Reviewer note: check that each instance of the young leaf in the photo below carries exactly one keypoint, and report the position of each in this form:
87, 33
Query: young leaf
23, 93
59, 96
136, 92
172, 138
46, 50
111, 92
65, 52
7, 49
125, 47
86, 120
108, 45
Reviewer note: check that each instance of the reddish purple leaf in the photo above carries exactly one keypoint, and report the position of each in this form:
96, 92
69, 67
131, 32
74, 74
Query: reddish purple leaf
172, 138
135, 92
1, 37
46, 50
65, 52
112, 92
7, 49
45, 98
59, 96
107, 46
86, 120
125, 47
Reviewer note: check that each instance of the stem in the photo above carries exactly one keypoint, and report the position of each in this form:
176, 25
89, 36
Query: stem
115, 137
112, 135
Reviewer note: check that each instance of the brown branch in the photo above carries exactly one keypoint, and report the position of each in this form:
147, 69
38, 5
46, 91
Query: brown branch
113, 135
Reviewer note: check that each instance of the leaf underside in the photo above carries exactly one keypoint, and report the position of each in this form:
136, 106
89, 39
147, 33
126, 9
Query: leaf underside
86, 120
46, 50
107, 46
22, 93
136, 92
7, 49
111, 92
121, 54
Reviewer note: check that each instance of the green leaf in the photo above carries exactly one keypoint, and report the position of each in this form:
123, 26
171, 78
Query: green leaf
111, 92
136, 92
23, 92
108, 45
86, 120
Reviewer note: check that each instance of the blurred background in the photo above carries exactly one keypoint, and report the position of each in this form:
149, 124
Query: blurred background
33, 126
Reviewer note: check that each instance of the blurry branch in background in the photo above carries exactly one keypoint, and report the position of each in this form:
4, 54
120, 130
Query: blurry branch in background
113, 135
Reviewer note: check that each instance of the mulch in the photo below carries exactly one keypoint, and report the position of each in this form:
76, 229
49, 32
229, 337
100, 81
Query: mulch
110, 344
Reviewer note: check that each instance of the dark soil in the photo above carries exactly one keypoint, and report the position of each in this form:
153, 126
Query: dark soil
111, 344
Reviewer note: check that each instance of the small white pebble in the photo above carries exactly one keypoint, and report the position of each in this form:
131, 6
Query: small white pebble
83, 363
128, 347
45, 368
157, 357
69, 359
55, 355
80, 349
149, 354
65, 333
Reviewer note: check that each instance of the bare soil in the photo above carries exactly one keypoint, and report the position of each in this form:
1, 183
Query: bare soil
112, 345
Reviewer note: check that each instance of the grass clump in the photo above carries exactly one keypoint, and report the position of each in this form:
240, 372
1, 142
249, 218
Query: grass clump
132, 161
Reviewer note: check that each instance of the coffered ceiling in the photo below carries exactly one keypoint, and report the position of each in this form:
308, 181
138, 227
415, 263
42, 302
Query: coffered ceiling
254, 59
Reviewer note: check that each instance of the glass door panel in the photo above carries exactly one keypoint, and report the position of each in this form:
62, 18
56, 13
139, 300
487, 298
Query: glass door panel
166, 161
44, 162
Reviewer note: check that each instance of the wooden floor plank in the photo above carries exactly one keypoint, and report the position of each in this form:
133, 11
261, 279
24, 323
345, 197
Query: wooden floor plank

- PROBLEM TO SOLVE
Output the records exactly, including every line.

- ANSWER TO THIS PROBLEM
Reviewer note: check that each instance of the young leaf in the photo below carries exactly one keypoint, and report the position of each in this form:
87, 33
Query: young leaf
23, 93
59, 96
136, 92
172, 138
46, 50
111, 92
65, 52
7, 49
125, 47
86, 120
108, 45
Reviewer note: check that each instance of the reddish purple leaf in the photo above carries exactly one keypoint, and report the position of each in this form:
96, 92
69, 67
131, 32
74, 74
Query: reddish purple leaf
172, 138
135, 92
1, 37
46, 50
65, 52
112, 92
7, 49
45, 98
59, 96
107, 46
86, 120
125, 47
Reviewer note: check that each instance of the stem in the photo above carries exactly one keypoint, and report the position of each in this form:
176, 25
89, 36
Query: stem
115, 137
112, 135
Reviewer note: check that each instance of the brown branch in the photo above carries exactly one keypoint, and report the position of each in this form:
147, 69
38, 5
46, 91
Query: brown branch
113, 135
Reviewer note: check that each instance of the leaf underside in the photo above carries exactly one keypoint, and report the position of each in this form:
136, 106
89, 39
147, 33
126, 9
Query: leaf underside
86, 120
46, 50
107, 46
22, 93
136, 92
7, 49
111, 92
121, 54
Reviewer note: check that each instance of the green leaf in the photo above carries exactly one keypoint, and report the position of each in this form:
123, 26
171, 78
Query: green leaf
111, 92
136, 92
23, 92
108, 45
86, 120
Reviewer note: check that each instance of the blurred background in the photo above carries exactly one keypoint, and report the position of each in this form:
149, 124
Query: blurred background
33, 126
Reviewer note: check that each instance of the blurry branch in background in the photo above carries exactly one keypoint, and report the position of each in this form:
4, 54
120, 130
Query: blurry branch in background
113, 135
Reviewer note: check that each instance of the mulch in the photo below carries exactly one keypoint, and report the position of each in this form:
76, 229
49, 32
229, 337
100, 81
Query: mulch
110, 344
Reviewer note: check that each instance of the dark soil in the photo above carries exactly one keypoint, and report the position of each in this form:
153, 126
Query: dark soil
111, 344
Reviewer note: check that each instance of the small white pebble in the photo above carries exactly one keypoint, and report the position of each in this form:
131, 6
Query: small white pebble
83, 363
128, 347
45, 368
157, 357
69, 359
55, 355
80, 349
149, 354
65, 333
Reviewer note: check that each instance of the bare soil in the photo above carries exactly one keypoint, and report the position of each in this form:
1, 183
Query: bare soil
112, 345
Reviewer note: check that each instance of the grass clump in the photo above carries exactly one keypoint, and report the position of each in this form:
240, 372
1, 142
249, 218
Query: grass clump
132, 161
Reviewer note: check that each instance of the coffered ceiling in the photo below carries exactly one keypoint, and report the position of each in this form:
308, 181
138, 227
415, 263
42, 302
Query: coffered ceiling
254, 59
Reviewer note: check that each instance of the glass door panel in the photo above carries exactly one keypoint, and report the position of each in this form:
62, 18
56, 13
139, 300
487, 298
Query: glass door panel
166, 161
44, 162
Reviewer note: check that each instance of the wooden floor plank in the photo above carries exactly one keypoint, and report the position of each in this form:
133, 11
261, 279
24, 323
345, 197
Query: wooden floor plank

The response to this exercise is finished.